-- Records provided follows --

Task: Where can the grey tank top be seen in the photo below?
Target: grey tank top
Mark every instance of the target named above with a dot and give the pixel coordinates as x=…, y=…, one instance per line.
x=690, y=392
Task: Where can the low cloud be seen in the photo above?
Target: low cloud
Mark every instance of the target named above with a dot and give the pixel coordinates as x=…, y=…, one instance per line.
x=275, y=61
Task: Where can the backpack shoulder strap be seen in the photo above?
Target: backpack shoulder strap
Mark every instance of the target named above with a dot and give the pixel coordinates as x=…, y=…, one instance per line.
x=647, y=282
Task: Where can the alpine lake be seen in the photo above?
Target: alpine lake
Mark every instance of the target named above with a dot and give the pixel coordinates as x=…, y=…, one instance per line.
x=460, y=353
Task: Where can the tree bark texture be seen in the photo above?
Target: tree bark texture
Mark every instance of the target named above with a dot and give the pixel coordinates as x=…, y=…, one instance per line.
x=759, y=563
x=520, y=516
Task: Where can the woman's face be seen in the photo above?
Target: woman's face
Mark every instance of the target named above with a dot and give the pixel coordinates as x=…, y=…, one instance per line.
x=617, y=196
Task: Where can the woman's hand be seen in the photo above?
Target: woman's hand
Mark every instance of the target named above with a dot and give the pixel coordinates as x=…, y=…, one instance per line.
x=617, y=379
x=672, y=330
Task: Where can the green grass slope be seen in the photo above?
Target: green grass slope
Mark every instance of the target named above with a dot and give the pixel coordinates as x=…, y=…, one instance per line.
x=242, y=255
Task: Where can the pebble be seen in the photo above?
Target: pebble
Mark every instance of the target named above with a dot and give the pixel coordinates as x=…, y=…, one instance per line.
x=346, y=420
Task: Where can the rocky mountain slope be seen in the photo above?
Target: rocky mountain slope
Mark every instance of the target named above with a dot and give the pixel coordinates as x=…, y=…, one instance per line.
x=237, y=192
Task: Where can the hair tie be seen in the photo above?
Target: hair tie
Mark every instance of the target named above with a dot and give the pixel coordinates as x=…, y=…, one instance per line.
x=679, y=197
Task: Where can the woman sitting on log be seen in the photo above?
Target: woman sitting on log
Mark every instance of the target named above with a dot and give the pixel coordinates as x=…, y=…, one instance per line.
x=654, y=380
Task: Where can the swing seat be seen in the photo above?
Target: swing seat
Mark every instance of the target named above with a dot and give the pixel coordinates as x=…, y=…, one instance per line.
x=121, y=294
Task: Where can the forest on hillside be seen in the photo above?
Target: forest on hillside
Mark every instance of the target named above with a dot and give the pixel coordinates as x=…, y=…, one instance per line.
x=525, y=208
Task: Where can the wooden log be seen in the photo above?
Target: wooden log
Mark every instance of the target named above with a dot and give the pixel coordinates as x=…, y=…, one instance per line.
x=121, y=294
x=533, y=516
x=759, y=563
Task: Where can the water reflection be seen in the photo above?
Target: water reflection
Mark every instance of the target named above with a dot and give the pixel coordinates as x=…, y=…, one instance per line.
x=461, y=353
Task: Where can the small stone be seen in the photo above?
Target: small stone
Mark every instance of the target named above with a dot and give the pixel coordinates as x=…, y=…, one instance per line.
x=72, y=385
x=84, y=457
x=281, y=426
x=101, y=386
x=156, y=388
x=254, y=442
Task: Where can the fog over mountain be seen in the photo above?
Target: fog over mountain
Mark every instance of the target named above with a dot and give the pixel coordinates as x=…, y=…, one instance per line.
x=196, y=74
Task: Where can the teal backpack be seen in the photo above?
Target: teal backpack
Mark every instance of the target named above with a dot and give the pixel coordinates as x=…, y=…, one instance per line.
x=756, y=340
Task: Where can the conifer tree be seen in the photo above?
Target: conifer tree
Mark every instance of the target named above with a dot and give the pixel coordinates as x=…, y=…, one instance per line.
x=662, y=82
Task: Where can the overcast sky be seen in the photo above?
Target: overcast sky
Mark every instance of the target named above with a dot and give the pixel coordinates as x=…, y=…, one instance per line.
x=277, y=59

-- Records provided concluded --

- _Exercise instructions_:
Write down again, exactly as given, only the lines above that fall from the line with "Task: Where can the green" to the line with "Target: rocky mountain slope", inclusive.

- _Task output_:
Task: Where can the green grass slope be seen in the photo above?
Target: green grass slope
Mark every instance of the target named above with a dot and give the pixel coordinates as x=…, y=…, one instance per line.
x=242, y=255
Task: Where can the pebble be seen in the photo above?
Target: pebble
Mark every instance of the target named above with a dot and give the pixel coordinates as x=…, y=…, one instance per line.
x=346, y=420
Task: Where can the rocky mountain slope be seen in the photo above?
Target: rocky mountain slope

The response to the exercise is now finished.